STATED PROBLEM.
Write out the listing beneath this instruction in its entirety, exactly as it reads.

RAW RECORDS.

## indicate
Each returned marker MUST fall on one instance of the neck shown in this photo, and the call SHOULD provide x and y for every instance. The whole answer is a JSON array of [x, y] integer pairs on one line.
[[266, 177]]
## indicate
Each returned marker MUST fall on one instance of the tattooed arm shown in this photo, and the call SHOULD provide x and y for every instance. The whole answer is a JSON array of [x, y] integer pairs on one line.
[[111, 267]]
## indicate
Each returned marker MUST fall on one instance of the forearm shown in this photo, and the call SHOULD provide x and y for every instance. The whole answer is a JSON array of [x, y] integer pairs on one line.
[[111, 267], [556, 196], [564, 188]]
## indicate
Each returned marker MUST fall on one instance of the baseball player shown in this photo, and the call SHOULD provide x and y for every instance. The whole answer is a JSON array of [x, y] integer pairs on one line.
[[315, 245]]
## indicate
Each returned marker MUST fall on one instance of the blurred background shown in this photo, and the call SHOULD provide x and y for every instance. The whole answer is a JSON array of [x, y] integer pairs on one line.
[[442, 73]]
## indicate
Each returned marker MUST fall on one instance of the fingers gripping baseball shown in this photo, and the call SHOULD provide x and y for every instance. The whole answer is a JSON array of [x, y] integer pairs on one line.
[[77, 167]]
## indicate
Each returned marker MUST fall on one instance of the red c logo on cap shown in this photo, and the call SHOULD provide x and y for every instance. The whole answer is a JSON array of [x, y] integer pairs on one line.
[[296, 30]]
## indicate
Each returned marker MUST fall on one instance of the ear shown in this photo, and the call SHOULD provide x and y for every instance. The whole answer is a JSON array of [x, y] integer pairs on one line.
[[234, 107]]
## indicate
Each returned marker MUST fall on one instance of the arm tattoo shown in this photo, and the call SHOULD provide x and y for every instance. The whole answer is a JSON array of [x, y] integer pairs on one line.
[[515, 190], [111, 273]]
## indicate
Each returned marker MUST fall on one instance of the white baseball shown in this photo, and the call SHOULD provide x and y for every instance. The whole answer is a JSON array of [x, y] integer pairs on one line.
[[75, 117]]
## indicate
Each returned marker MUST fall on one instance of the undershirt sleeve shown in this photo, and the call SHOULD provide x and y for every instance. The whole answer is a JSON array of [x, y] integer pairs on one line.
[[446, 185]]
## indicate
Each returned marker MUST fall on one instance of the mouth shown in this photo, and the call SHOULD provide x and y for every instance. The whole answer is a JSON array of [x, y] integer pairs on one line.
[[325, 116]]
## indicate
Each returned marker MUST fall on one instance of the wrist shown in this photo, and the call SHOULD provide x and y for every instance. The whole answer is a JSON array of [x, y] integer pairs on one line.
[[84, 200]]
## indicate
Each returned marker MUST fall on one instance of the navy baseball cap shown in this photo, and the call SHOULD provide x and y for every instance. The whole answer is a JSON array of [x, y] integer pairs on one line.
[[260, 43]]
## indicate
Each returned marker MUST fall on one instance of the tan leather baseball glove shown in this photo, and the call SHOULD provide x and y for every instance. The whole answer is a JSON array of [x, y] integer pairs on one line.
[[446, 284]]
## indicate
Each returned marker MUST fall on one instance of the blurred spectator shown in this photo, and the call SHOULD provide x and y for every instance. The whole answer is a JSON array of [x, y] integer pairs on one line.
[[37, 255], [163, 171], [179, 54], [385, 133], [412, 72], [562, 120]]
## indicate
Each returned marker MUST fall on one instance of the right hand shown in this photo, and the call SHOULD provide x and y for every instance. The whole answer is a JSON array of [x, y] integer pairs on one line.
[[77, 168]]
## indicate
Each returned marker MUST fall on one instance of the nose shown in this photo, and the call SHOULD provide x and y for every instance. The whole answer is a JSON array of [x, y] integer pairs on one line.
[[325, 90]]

EXERCISE SOLUTION.
## indicate
Each returned marker MUST fall on one instance of the neck shown in this photo, and the call SHOULD provide x and y for every instance. The whole answer is a JSON array of [x, y] integer pairs on one line.
[[266, 177]]
## indicate
Each returned marker MUST fall on one instance of the tattooed arm shown in this photo, and the call SHOULD provide x and y for every instance. The whole answer is a JSON array of [x, y] integer pairs on one line.
[[111, 267]]
## indicate
Each returned marker MUST fall on one instance of the forearm shown in this photo, and the call SHOULD provide x and y for every instance. The whole answer is a JSON array of [x, y] integer pairs on one line.
[[111, 267], [556, 196], [564, 188]]
## indicate
Each returned marker MUST fall on one instance of the baseball player shown in this photo, and the call SHOULD provide x and y for every instance. The whole answer is a JSON array of [x, y] integer pairs on one line.
[[315, 245]]
## indicate
Each returned marker MUST fall on one instance of the blurred background shown in this photo, and the call SHOULD provide x and y for every instance. The whole answer is a JSON array of [x, y] integer pairs on one line.
[[442, 73]]
## indicate
Each returned marker MUST fall on one instance of the fingers gripping baseball shown in this photo, and the call SHOULD provide x and y for every instance. The whole answer is a JSON array of [x, y] integer pairs on one line.
[[77, 167]]
## indicate
Each returned marker MUST fall on one instance of the red c logo on cap shown in this photo, and the call SHOULD provide x and y for every instance. The whole answer is a JSON array of [x, y] integer pairs on one line.
[[296, 30]]
## indicate
Each returned marker MUST fall on one instance of the ear shown in this photo, and the call SHOULD provide x and y for every instance. The whole answer is a JSON array of [x, y] integer pairs on one line.
[[234, 107]]
## indicate
Each returned marker MUST fall on one instance of the arm tattoo shown in this photo, and the call SHOULD provide x and y for every instance. The whole answer is a JSON array of [x, y] integer pairs on one line.
[[515, 190], [111, 273]]
## indicate
Each returned marker MUST fall on one instance of the white baseball shown in this photo, and the call SHOULD provide x and y for every instance. The whole answer is a JSON array of [x, y] integer pairs on one line.
[[75, 117]]
## indicate
Each returned marker MUST fall on one instance of the undershirt sleeve shown in this photo, and the call SHOULD provide x and y for every instance. The whole answer is a JSON array of [x, y] integer pairs on one line.
[[446, 185]]
## indicate
Each returned marker MUST fall on one instance of the mouth shown in this photo, and the call SHOULD provide x and y for every instance. The whole answer is a JSON array of [x, y] integer pairs on one line.
[[325, 116]]
## indicate
Each returned marker MUST fall on one instance of the wrist shown in this photo, and the call SHOULD provide x and y for every instance. The whole answer is a JSON array of [x, y] integer pairs on one line.
[[84, 200]]
## indicate
Each returned marker MUST fall on one instance of the navy baseball cap shown in this photo, and the call SHOULD provide x and y for every instance. The whole answer is a JSON array of [x, y] integer pairs on one line.
[[260, 43]]
## indicate
Each returned marker MUST fall on one instance of the tan leather baseball glove shown in this photo, and the call SHOULD provide x and y for every instance. The whole answer is a JSON array of [x, y] integer pairs on one line.
[[446, 284]]
## indicate
Each returned marker MUST fall on one instance of the blurred spectator shown in this photo, and the call SHOULD provide x and y for every instance. The whole answer is a JSON array of [x, y] integer pairs on one line.
[[37, 255], [163, 171], [179, 54], [385, 133], [412, 72], [562, 120]]
## indicate
Each returned marker MUST fall on one instance of the right hand shown in this photo, and the call SHOULD provide x and y for every instance. The whole answer is a JSON array of [x, y] integer pairs on one line.
[[77, 168]]
## indicate
Each returned marker MUST fall on one instance of the nose shown in this photo, and the call SHOULD provide x and y for every instance. The whole answer is a JSON array of [x, y] integer pairs on one line.
[[325, 90]]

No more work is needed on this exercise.